● **Data excerpts**

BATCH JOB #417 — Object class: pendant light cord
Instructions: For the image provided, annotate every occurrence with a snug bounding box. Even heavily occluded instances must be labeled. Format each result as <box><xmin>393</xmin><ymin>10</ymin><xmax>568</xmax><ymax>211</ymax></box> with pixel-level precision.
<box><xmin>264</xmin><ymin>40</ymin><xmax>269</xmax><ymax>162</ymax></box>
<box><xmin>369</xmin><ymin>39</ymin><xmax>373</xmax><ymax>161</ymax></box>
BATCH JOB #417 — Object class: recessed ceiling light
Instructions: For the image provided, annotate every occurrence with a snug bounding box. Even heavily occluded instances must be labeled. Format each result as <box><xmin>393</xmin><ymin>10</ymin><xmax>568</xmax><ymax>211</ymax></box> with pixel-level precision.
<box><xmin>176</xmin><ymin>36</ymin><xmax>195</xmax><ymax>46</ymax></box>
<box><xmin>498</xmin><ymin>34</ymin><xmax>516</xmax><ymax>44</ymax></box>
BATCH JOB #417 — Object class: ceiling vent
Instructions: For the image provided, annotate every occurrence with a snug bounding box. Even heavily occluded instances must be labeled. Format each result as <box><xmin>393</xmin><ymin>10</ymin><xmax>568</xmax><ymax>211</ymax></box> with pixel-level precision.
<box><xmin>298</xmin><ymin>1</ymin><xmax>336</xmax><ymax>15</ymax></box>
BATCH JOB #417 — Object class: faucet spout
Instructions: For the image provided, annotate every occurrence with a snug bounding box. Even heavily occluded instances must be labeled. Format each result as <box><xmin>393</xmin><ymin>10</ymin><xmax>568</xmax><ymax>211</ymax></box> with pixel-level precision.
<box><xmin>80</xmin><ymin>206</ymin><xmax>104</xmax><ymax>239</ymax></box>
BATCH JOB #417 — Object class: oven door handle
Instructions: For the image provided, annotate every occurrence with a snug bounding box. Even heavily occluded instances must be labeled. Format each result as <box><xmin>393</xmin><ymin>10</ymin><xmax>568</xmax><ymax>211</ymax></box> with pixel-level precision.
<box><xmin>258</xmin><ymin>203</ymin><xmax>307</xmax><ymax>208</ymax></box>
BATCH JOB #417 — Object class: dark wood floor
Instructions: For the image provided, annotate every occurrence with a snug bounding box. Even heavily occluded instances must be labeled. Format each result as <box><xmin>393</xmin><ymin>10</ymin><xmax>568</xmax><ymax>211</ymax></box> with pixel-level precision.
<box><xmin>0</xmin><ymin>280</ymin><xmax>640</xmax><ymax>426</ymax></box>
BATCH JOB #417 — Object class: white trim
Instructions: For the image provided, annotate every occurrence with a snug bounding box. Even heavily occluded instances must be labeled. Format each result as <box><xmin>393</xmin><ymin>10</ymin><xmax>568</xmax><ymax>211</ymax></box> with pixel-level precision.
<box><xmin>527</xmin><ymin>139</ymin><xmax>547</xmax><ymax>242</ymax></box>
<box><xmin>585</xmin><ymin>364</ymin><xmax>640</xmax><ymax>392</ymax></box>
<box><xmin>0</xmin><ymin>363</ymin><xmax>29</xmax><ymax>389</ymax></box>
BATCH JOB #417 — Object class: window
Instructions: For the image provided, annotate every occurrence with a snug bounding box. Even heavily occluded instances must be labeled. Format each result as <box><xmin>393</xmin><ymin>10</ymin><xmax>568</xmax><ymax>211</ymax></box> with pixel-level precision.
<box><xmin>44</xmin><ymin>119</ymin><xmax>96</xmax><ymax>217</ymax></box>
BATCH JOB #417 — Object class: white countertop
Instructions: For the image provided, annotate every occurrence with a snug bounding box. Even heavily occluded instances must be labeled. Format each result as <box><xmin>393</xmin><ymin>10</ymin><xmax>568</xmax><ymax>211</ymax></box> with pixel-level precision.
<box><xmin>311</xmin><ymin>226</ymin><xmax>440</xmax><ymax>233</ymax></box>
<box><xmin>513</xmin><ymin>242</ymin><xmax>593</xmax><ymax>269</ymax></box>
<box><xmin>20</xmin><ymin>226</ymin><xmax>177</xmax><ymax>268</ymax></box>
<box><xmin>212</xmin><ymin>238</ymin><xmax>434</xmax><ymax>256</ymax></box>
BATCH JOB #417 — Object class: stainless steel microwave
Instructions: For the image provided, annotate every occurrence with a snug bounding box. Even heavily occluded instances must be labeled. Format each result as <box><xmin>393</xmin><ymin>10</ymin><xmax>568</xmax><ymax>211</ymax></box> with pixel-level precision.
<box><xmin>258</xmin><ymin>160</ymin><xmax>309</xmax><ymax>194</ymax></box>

==

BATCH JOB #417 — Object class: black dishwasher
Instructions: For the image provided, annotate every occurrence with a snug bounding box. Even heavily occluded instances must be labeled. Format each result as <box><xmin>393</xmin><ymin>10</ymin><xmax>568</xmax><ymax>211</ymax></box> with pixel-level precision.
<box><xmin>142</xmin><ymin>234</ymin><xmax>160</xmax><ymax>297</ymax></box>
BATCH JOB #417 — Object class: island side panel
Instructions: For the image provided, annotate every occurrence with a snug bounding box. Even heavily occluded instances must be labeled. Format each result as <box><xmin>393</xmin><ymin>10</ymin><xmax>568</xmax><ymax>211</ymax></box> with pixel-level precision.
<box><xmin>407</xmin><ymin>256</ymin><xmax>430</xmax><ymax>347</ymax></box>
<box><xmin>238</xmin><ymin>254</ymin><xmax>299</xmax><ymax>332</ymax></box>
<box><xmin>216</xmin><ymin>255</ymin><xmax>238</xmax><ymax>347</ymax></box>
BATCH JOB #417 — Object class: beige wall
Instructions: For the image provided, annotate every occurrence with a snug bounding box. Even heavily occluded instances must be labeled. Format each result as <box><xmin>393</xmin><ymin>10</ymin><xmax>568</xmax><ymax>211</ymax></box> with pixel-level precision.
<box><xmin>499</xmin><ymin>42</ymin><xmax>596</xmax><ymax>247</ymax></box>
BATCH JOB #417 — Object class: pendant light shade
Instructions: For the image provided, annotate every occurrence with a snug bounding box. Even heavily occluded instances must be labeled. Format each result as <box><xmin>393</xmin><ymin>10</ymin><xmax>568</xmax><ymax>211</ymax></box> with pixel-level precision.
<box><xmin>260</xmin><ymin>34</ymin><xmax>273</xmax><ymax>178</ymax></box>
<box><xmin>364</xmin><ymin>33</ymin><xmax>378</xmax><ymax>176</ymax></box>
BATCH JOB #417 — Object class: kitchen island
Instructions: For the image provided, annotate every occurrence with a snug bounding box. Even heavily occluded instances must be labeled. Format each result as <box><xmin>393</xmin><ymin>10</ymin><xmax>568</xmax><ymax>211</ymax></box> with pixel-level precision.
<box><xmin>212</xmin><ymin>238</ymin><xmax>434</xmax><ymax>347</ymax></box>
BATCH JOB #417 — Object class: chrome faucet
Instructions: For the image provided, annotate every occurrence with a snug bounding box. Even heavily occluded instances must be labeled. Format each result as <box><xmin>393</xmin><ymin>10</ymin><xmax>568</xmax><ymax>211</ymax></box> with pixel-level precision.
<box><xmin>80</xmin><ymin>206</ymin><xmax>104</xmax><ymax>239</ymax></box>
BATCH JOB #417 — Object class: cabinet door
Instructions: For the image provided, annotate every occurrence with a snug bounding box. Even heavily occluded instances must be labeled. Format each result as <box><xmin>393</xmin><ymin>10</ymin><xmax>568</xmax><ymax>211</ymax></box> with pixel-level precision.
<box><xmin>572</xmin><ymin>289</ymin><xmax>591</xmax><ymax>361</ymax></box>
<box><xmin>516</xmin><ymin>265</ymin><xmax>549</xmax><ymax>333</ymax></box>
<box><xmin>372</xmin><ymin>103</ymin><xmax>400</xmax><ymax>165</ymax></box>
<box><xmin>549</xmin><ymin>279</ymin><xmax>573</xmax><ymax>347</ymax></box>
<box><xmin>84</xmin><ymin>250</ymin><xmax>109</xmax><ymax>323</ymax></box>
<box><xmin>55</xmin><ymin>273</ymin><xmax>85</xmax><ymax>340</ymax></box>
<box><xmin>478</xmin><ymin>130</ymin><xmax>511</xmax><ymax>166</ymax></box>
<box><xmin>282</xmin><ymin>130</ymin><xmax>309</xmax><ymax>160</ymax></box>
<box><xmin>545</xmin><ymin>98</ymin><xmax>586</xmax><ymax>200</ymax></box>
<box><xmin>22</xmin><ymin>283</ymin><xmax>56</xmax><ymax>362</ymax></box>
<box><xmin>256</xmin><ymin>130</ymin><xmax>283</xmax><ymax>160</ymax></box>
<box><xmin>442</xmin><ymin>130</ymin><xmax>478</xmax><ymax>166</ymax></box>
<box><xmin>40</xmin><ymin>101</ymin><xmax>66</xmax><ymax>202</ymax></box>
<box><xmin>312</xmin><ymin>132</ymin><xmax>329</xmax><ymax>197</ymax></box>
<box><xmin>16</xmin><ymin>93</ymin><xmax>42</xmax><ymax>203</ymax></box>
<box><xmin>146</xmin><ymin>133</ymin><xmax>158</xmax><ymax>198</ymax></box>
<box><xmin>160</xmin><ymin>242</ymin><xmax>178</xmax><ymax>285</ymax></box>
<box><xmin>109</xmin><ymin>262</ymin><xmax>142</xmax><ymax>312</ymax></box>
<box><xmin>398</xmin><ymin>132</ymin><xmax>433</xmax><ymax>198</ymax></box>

● **Task statement**
Tally the lines in the entries above that contain the word "pendant" and give only that number.

● **Written solution**
2